» Work task:
Write out the data in full, exactly as shown.

» The data:
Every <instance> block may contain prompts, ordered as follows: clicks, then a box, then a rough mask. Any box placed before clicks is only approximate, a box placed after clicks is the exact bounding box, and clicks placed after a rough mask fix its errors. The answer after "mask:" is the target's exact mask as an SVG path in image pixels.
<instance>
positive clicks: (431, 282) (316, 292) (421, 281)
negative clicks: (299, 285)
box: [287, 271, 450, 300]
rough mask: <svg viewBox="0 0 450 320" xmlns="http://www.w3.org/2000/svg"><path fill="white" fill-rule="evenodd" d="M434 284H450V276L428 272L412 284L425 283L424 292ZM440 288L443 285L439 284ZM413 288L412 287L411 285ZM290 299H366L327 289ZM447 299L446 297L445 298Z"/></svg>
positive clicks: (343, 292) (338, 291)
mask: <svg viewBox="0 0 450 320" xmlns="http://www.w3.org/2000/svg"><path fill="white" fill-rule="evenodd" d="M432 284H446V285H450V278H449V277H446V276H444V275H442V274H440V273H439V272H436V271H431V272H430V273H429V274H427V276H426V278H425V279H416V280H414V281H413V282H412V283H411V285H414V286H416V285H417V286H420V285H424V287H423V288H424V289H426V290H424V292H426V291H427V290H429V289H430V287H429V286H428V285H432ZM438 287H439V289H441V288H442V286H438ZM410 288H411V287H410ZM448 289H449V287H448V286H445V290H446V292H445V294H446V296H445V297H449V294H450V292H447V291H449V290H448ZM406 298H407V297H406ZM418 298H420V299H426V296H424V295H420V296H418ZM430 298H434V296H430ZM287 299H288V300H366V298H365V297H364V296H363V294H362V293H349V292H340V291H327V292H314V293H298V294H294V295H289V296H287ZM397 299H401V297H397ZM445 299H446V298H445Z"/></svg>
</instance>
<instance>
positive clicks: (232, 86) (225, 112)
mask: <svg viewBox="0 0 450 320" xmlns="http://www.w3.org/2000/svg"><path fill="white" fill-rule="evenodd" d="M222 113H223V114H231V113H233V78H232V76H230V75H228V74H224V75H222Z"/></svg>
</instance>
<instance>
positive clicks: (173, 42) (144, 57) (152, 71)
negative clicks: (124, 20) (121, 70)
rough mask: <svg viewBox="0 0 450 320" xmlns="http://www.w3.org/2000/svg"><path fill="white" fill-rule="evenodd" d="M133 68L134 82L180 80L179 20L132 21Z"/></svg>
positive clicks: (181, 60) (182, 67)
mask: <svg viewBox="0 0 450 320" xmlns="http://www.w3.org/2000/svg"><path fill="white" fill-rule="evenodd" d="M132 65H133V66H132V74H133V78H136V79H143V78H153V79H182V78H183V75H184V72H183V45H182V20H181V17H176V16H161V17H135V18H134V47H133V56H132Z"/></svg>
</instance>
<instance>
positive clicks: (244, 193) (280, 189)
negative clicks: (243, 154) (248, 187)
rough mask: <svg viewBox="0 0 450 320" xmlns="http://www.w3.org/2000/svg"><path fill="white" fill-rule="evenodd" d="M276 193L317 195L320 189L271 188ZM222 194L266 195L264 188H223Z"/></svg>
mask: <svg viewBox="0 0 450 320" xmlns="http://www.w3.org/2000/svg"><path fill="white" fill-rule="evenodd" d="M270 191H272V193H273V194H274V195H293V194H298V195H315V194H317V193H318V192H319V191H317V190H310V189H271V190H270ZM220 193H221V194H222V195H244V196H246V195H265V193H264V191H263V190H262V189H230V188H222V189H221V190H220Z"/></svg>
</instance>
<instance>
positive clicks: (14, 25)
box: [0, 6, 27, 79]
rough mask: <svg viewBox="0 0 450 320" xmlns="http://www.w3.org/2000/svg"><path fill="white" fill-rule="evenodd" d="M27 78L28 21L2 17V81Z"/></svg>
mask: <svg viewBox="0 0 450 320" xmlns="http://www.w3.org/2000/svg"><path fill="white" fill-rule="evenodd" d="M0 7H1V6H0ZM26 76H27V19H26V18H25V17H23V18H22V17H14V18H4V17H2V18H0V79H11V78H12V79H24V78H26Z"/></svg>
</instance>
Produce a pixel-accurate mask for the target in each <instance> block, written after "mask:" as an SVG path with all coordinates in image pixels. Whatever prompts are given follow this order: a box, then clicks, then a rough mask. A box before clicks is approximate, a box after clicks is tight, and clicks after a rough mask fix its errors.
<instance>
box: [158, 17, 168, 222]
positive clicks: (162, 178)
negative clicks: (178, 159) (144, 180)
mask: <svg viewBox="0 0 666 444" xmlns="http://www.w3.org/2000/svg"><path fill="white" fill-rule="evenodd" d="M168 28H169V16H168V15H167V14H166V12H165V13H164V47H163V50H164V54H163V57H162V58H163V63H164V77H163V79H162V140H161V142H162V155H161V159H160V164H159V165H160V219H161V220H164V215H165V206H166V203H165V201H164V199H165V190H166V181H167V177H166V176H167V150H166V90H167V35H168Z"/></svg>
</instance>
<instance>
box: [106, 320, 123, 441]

» Answer to the exercise:
Every <instance> block may contain prompts, ordered as follows: clicks, then a box, then a rough mask. Any box placed before clicks is only approximate, a box placed after clicks is the exact bounding box, and clicks placed after a rough mask fix its errors. The answer after "mask:" is the target's exact mask as an SVG path in image pixels.
<instance>
positive clicks: (431, 282) (316, 292) (421, 281)
negative clicks: (299, 285)
box: [287, 271, 450, 300]
rough mask: <svg viewBox="0 0 450 320" xmlns="http://www.w3.org/2000/svg"><path fill="white" fill-rule="evenodd" d="M434 284H450V276L428 272L412 284L425 283L424 292ZM440 288L443 285L439 284ZM413 288L412 287L411 285ZM290 299H366L327 289ZM447 299L446 297L445 298Z"/></svg>
positive clicks: (343, 292) (338, 291)
mask: <svg viewBox="0 0 450 320" xmlns="http://www.w3.org/2000/svg"><path fill="white" fill-rule="evenodd" d="M432 284H446V285H450V278H449V277H446V276H444V275H442V274H440V273H439V272H436V271H431V272H430V273H429V274H427V276H426V278H425V279H416V280H414V281H413V282H412V283H411V285H414V286H416V285H417V286H420V285H424V287H423V288H424V289H426V290H424V292H426V291H427V290H429V289H430V287H429V286H428V285H432ZM438 287H439V289H441V288H442V286H438ZM410 288H411V287H410ZM448 289H449V287H448V286H445V290H446V292H445V294H446V296H445V297H449V294H450V292H447V291H449V290H448ZM406 298H407V297H406ZM418 298H420V299H426V296H424V295H420V296H418ZM430 298H434V296H430ZM287 299H288V300H366V298H365V297H364V296H363V294H362V293H349V292H340V291H327V292H314V293H298V294H294V295H289V296H287ZM397 299H401V297H397ZM445 299H446V298H445Z"/></svg>
</instance>
<instance>
positive clicks: (232, 86) (225, 112)
mask: <svg viewBox="0 0 450 320" xmlns="http://www.w3.org/2000/svg"><path fill="white" fill-rule="evenodd" d="M222 113H223V114H231V113H233V78H232V76H230V75H228V74H224V75H222Z"/></svg>
</instance>
<instance>
positive clicks: (173, 42) (144, 57) (152, 71)
negative clicks: (124, 20) (121, 70)
rough mask: <svg viewBox="0 0 450 320" xmlns="http://www.w3.org/2000/svg"><path fill="white" fill-rule="evenodd" d="M133 68L134 82L180 80L179 20L132 21Z"/></svg>
positive clicks: (181, 60) (182, 67)
mask: <svg viewBox="0 0 450 320" xmlns="http://www.w3.org/2000/svg"><path fill="white" fill-rule="evenodd" d="M132 65H133V66H132V74H133V78H136V79H143V78H153V79H182V78H183V75H184V72H183V45H182V20H181V17H176V16H161V17H135V18H134V47H133V56H132Z"/></svg>
</instance>
<instance>
positive clicks: (244, 193) (280, 189)
negative clicks: (243, 154) (248, 187)
rough mask: <svg viewBox="0 0 450 320" xmlns="http://www.w3.org/2000/svg"><path fill="white" fill-rule="evenodd" d="M276 193L317 195L320 189L271 188ZM222 194L266 195L264 188H223Z"/></svg>
mask: <svg viewBox="0 0 450 320" xmlns="http://www.w3.org/2000/svg"><path fill="white" fill-rule="evenodd" d="M270 191H272V193H273V194H274V195H293V194H298V195H315V194H317V193H318V192H319V191H317V190H310V189H271V190H270ZM220 193H221V194H222V195H244V196H246V195H265V193H264V191H263V190H262V189H230V188H222V189H221V190H220Z"/></svg>
</instance>
<instance>
positive clicks: (14, 25)
box: [0, 6, 27, 79]
rough mask: <svg viewBox="0 0 450 320" xmlns="http://www.w3.org/2000/svg"><path fill="white" fill-rule="evenodd" d="M27 78L28 21L2 17V81Z"/></svg>
mask: <svg viewBox="0 0 450 320" xmlns="http://www.w3.org/2000/svg"><path fill="white" fill-rule="evenodd" d="M0 7H1V6H0ZM26 76H27V19H26V18H25V17H23V18H22V17H14V18H4V17H2V18H0V79H11V78H12V79H24V78H26Z"/></svg>
</instance>
Produce a pixel-accurate mask for the target in each <instance> block, written after "mask:" as an SVG path with all coordinates in image pixels. Whatever prompts are given follow this order: a box, then clicks, then a rough mask. A box before clicks is approximate, a box after clicks is tight, and clicks after a rough mask fix its errors.
<instance>
box: [158, 17, 168, 222]
positive clicks: (162, 178)
negative clicks: (178, 159) (144, 180)
mask: <svg viewBox="0 0 666 444" xmlns="http://www.w3.org/2000/svg"><path fill="white" fill-rule="evenodd" d="M168 28H169V16H168V15H167V14H166V12H165V13H164V47H163V50H164V54H163V57H162V58H163V63H164V77H163V79H162V140H161V142H162V155H161V159H160V164H159V165H160V219H161V220H164V215H165V206H166V203H165V201H164V199H165V190H166V181H167V177H166V176H167V150H166V90H167V35H168Z"/></svg>
</instance>
<instance>
box: [106, 320, 123, 441]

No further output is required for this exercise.